>> Start

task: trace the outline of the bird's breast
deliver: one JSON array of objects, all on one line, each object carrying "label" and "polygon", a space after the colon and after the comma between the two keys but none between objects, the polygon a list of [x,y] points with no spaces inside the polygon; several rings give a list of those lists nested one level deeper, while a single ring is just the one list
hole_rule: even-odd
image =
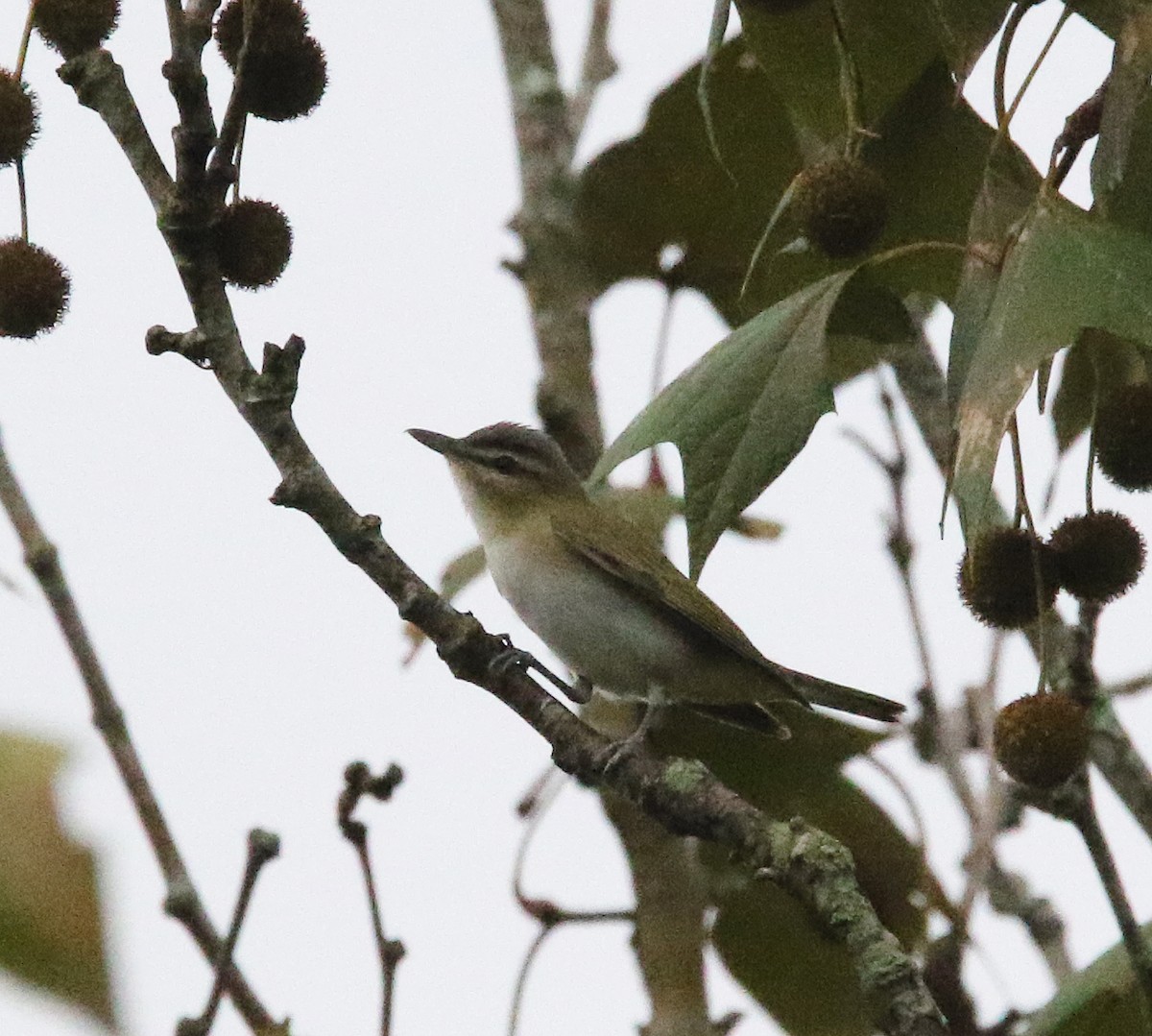
[{"label": "bird's breast", "polygon": [[524,625],[601,690],[643,697],[682,668],[685,646],[670,623],[559,542],[508,537],[485,554]]}]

>> End

Prompt: Repeat the entries above with "trace" replaced by "mark" and everything else unchanged. Leave out the pictures.

Solved problem:
task: mark the outline of the bird's breast
deliver: one JSON array of objects, all on one line, each object carrying "label" and "polygon", a space after the colon and after the comma between the two keys but none between objects, the polygon a list of [x,y] points with no spaces inside the polygon; several rings give a list of those lists nested one level deeper, while a single ring is just the one list
hole_rule: even-odd
image =
[{"label": "bird's breast", "polygon": [[524,625],[601,690],[643,697],[682,668],[685,646],[670,623],[559,542],[508,537],[485,554]]}]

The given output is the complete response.